***** TEXT PROVIDED *****

A single native binary runs on macOS, Windows, and Linux with no runtime dependencies to install.
- Create and manage multiple projects and subjects (biosamples)
- Subject-centric detail view: Overview, Y-DNA, mtDNA, Ancestry, IBD Matches, and Data Sources
- Persistent workspace stored locally in SQLite
- Search and filter across projects and subjects
- BAM / CRAM aligned reads
- VCF / GVCF variant calls (GVCF carries callable-region context for a fast haplogroup path)
- mtDNA FASTA sequences
- Consumer chip raw data — 23andMe, AncestryDNA, MyHeritage, Living DNA, FTDNA (Y and mtDNA haplogroups placed on import)
- Y-STR profiles — FTDNA/YSEQ-style CSV/TSV exports
- Y-SNP panels — BISDNA chromo2 genotyped exports
Imports automatically compute a checksum and detect platform (Illumina, PacBio, Oxford Nanopore, MGI, Ion Torrent, Complete Genomics) and test type (WGS, WES, HiFi, CLR, Nanopore, Targeted Panel).
Project Import (batch + sidecar fast path): import a whole project/sample/… directory tree at once. When per-sample pipeline "sidecar" files (*.chrY.g.vcf.gz, *.chrM.g.vcf.gz, *.sex, stats.txt, coverage.txt) sit next to the CRAM, Navigator places haplogroups, sex, read metrics, and a lite coverage roll-up from them — no multi-GB CRAM walk (seconds instead of minutes per sample). See the User Guide for the required layout and rules.
- Coverage / Callable Loci — mean depth, coverage distribution, callable bases per contig (1×–100×)
- Read Metrics — read length, insert size, platform detection, library orientation
- Sex Inference — genetic sex with a confidence score
- Y-DNA & mtDNA Haplogroups — terminal assignment with ranked candidates, across FTDNA and DecodingUs tree providers; multi-source reconciliation across runs
- mtDNA Heteroplasmy — site-level depth and allele fraction
- Private Y Variants — off-backbone calls (finer branches + novel candidates)
- Ancestry — admixture (26 fine populations / 8 continents), PCA projection, geographic map, DNA-painting local ancestry
- IBD Detection — shared-segment detection and relationship estimates (match-discovery UI in progress)

***** DATASET CONTENT *****

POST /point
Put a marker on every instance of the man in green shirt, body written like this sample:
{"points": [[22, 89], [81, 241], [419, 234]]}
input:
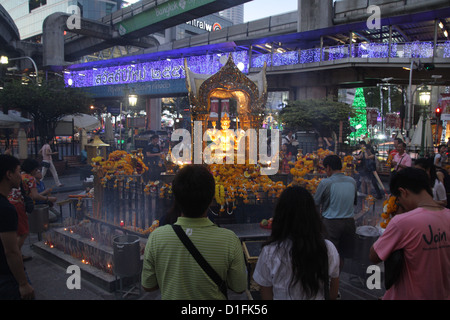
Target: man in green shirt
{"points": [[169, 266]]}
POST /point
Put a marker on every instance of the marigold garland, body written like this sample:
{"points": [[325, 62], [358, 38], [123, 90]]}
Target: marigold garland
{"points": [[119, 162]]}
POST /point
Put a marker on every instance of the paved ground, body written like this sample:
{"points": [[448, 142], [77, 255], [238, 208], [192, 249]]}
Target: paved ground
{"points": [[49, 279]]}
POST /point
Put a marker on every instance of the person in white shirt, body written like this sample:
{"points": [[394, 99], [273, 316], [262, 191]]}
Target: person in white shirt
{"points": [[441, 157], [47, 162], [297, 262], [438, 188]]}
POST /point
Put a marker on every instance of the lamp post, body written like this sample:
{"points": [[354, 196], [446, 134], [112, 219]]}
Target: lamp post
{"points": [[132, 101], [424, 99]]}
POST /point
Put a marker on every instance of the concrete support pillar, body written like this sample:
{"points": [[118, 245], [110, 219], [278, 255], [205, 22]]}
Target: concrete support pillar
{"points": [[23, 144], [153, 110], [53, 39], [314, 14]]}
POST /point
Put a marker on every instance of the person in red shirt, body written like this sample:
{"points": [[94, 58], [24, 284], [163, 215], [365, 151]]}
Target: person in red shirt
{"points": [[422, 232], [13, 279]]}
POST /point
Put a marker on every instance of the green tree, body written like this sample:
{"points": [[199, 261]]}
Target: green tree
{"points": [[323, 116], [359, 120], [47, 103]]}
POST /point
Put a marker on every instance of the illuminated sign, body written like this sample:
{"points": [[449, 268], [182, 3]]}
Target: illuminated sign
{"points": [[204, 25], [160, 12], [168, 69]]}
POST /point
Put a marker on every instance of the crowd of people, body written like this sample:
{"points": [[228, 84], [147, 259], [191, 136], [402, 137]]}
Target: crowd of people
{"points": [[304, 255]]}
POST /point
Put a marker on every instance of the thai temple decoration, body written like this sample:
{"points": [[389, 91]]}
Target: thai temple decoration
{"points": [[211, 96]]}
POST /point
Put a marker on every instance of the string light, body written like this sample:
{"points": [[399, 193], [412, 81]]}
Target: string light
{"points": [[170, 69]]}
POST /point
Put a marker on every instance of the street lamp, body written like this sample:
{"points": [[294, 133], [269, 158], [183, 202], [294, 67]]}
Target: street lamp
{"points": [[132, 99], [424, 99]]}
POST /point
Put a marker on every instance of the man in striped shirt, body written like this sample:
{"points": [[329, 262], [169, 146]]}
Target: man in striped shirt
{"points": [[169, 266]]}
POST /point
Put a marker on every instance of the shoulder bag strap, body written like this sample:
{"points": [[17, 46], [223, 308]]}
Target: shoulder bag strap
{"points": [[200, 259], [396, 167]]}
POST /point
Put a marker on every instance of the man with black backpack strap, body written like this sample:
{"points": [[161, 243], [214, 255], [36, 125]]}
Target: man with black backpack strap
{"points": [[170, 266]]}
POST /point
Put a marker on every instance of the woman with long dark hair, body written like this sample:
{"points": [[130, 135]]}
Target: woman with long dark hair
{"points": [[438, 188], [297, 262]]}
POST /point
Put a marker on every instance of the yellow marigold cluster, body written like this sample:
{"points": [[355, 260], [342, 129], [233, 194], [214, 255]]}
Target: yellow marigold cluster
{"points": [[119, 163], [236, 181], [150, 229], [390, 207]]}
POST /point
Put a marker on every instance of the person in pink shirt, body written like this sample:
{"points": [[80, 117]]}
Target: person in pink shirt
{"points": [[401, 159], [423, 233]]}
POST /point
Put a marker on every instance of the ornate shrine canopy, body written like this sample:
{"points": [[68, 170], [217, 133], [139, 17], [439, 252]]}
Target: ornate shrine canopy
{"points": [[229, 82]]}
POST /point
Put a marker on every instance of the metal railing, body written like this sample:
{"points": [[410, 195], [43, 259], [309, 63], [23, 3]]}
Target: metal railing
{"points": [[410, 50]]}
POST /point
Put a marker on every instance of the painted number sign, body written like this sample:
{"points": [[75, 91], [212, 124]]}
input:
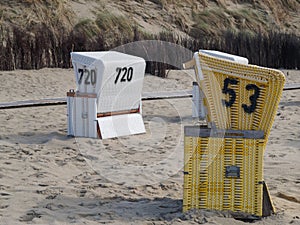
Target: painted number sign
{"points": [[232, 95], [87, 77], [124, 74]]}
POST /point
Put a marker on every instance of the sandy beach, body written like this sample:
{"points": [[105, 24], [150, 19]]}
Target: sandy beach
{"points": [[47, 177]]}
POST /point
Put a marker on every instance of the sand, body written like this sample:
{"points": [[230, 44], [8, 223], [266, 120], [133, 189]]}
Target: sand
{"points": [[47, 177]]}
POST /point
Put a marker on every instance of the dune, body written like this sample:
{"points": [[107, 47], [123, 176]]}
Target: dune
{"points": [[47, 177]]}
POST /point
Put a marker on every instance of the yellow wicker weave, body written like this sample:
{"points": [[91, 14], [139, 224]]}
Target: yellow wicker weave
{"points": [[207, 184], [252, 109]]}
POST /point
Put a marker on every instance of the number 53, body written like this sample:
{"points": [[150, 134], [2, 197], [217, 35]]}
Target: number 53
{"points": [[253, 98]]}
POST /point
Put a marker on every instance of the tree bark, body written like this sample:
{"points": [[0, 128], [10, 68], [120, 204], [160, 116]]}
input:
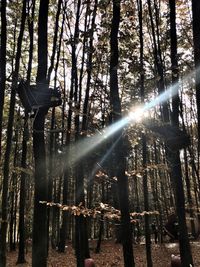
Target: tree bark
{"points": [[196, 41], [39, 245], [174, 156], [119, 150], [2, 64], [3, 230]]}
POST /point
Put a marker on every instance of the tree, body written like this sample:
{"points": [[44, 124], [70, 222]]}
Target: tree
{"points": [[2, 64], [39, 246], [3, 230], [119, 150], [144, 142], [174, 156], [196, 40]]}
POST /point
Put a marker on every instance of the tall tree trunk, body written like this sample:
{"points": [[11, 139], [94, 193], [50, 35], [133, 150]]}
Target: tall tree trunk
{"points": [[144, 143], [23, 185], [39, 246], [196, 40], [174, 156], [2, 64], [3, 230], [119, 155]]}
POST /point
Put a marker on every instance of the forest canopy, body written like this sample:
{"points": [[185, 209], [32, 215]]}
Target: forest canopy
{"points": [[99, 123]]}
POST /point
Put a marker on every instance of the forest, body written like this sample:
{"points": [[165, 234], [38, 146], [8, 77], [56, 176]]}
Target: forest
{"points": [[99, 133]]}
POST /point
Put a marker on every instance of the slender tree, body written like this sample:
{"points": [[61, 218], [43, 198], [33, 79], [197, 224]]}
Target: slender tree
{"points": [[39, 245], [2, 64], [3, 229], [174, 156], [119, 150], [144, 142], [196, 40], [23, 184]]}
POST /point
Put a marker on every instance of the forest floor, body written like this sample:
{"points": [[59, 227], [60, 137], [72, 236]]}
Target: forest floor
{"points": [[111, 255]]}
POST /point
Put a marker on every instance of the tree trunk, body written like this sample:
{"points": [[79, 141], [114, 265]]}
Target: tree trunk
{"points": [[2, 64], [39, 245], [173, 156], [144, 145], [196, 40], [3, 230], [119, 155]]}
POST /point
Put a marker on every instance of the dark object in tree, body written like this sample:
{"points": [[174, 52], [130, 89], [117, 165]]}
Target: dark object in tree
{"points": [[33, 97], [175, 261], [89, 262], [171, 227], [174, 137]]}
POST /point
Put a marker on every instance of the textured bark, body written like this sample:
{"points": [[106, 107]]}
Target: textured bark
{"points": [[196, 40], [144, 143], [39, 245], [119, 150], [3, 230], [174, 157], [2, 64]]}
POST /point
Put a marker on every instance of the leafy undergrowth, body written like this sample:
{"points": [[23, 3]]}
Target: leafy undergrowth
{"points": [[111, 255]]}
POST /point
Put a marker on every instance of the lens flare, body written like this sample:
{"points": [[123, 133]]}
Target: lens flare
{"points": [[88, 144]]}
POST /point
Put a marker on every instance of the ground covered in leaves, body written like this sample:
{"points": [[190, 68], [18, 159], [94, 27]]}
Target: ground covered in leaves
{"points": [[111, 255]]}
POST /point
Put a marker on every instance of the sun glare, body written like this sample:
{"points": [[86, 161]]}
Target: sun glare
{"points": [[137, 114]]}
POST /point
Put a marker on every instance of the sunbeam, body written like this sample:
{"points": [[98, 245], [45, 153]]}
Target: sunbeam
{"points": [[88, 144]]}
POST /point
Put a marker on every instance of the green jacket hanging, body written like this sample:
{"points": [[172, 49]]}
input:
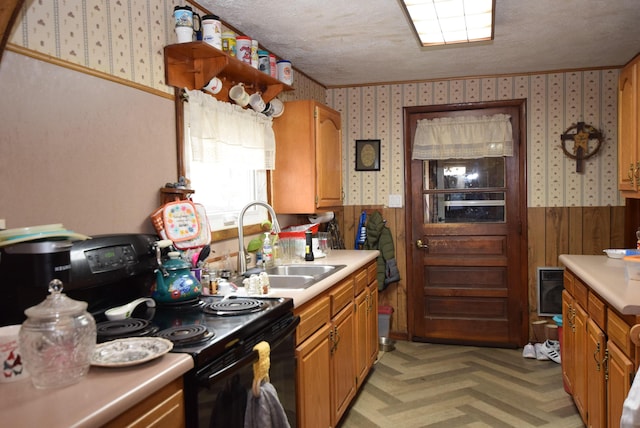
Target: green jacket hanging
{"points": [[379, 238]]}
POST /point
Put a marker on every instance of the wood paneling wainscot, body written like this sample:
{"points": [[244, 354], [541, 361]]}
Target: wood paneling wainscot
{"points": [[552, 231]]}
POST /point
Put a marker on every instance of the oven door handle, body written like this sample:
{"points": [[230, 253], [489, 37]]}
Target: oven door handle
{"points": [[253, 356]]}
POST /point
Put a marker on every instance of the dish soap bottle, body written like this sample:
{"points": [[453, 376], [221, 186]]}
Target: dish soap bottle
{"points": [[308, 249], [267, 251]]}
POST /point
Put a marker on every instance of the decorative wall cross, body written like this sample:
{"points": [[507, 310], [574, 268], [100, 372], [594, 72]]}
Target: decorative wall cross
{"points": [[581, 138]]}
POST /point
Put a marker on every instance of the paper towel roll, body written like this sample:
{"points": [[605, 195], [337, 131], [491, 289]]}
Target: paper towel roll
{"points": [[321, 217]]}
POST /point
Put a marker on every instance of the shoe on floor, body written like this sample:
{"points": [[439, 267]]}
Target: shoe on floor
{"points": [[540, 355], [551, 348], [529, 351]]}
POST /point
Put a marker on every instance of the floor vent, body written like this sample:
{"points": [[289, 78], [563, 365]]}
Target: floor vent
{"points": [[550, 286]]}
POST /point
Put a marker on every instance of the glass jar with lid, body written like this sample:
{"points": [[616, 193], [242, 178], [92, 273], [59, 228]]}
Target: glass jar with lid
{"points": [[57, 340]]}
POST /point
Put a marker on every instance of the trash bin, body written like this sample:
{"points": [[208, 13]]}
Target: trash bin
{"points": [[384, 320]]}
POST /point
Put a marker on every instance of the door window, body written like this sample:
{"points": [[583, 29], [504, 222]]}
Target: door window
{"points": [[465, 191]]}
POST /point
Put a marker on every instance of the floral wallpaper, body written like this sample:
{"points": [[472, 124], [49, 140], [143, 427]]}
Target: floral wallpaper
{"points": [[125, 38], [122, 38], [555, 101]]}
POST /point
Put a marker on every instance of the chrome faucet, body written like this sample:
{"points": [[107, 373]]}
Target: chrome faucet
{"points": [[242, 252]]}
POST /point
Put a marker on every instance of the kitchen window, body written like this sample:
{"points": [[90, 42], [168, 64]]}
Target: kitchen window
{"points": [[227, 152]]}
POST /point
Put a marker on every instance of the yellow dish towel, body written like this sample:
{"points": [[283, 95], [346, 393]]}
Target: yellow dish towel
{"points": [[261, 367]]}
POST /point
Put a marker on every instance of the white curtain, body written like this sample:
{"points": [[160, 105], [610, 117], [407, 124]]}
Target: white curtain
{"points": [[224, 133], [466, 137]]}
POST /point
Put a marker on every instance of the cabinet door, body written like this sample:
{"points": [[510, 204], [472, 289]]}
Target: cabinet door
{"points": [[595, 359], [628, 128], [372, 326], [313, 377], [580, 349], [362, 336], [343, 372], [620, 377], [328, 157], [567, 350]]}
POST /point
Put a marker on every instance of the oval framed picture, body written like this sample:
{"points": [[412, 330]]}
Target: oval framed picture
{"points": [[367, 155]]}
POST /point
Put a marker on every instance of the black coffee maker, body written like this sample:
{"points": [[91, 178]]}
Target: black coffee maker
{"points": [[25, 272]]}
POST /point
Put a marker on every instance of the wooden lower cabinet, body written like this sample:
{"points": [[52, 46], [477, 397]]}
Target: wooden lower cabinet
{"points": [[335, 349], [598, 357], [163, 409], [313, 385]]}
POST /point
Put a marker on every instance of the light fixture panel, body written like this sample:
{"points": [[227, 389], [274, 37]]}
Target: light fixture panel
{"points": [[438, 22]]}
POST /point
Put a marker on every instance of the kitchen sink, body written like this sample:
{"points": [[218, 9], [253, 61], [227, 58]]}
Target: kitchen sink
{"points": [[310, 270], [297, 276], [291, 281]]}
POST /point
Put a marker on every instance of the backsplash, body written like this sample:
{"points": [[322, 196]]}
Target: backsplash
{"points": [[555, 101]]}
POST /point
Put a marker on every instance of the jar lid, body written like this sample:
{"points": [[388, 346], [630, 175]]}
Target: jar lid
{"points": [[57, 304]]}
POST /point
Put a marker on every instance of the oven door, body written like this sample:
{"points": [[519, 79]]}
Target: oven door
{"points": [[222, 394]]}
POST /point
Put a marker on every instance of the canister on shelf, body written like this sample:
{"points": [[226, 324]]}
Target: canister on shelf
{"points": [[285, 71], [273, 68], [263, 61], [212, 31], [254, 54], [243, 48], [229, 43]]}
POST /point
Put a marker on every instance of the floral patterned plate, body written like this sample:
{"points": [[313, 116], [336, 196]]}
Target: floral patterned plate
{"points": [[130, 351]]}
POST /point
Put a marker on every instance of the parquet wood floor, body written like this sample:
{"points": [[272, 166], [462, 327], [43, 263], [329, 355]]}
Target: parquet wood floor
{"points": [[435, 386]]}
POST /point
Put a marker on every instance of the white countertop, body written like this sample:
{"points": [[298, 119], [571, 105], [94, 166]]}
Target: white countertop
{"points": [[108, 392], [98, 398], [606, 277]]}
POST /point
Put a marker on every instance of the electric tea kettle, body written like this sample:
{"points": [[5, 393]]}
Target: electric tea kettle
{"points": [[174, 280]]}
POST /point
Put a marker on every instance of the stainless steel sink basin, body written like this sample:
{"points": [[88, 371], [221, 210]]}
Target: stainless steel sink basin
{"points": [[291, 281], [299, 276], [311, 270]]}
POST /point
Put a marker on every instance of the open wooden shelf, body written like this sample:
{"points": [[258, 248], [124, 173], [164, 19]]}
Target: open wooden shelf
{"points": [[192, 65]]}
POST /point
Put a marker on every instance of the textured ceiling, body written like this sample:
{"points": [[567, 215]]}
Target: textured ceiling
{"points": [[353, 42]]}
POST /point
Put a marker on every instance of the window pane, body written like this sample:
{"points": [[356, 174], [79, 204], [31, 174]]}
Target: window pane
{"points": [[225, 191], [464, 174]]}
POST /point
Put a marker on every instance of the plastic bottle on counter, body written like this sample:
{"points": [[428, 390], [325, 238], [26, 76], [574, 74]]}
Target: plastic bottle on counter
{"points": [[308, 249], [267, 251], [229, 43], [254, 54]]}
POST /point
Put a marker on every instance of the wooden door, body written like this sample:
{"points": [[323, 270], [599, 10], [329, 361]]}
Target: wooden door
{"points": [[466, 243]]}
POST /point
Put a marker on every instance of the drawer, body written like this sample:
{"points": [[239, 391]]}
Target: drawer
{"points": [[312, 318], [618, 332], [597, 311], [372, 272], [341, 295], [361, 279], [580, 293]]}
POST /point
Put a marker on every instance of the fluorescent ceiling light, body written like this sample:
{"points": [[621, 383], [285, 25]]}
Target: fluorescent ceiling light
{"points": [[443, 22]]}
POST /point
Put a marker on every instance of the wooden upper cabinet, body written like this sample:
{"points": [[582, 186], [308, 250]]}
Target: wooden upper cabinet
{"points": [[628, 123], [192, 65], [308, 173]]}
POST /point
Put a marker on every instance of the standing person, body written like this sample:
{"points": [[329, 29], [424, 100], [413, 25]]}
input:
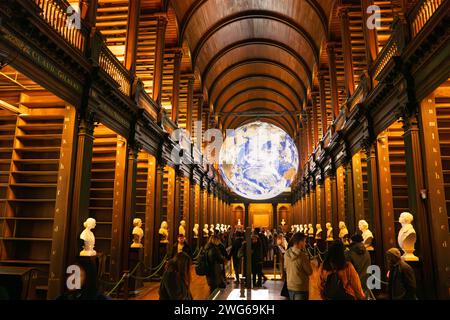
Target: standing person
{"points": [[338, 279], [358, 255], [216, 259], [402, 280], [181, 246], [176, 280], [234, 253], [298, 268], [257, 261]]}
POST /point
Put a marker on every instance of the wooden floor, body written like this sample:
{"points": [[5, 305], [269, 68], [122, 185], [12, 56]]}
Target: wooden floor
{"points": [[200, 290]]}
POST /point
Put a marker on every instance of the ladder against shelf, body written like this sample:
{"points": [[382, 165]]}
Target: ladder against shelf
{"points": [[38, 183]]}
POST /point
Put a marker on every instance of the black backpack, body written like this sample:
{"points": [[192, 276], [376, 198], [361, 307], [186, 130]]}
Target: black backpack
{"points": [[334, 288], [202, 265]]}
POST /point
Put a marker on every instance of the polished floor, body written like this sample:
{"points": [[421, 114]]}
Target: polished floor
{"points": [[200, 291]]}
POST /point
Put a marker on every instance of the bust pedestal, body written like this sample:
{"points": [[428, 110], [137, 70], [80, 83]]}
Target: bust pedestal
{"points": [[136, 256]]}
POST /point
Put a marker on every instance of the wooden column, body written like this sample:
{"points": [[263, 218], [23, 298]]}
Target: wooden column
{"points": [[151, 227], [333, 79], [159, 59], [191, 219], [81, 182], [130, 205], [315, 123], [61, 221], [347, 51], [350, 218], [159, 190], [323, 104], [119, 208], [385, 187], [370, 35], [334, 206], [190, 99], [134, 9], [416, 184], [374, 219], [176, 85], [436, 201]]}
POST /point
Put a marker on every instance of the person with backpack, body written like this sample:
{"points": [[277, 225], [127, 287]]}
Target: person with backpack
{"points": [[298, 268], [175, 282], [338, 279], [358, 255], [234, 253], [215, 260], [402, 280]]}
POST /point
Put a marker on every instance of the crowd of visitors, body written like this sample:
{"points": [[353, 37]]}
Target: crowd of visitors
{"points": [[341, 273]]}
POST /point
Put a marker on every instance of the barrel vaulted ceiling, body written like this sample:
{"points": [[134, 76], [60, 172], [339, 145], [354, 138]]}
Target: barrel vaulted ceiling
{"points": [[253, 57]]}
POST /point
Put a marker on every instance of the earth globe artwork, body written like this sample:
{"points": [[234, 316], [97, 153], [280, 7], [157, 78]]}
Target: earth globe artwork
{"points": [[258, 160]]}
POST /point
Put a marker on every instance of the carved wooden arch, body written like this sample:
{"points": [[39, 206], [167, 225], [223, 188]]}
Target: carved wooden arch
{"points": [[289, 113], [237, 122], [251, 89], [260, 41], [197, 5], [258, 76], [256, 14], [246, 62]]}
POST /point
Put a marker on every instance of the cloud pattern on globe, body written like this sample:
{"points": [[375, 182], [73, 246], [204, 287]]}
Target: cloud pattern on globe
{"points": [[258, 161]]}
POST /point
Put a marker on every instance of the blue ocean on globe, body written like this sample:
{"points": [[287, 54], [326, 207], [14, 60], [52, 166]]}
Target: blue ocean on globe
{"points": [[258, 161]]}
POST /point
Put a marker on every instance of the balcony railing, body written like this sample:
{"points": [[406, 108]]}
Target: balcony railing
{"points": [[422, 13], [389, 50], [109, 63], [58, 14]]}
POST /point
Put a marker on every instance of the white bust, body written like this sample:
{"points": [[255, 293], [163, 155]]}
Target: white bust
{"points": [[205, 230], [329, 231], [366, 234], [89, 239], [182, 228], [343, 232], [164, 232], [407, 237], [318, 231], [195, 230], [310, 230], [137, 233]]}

*****

WHAT THE EXERCISE ASKS: List every sequencing platform that the Navigator feature list above says an import can automatically detect.

EXERCISE RESULT: Illumina, PacBio, Oxford Nanopore, MGI, Ion Torrent, Complete Genomics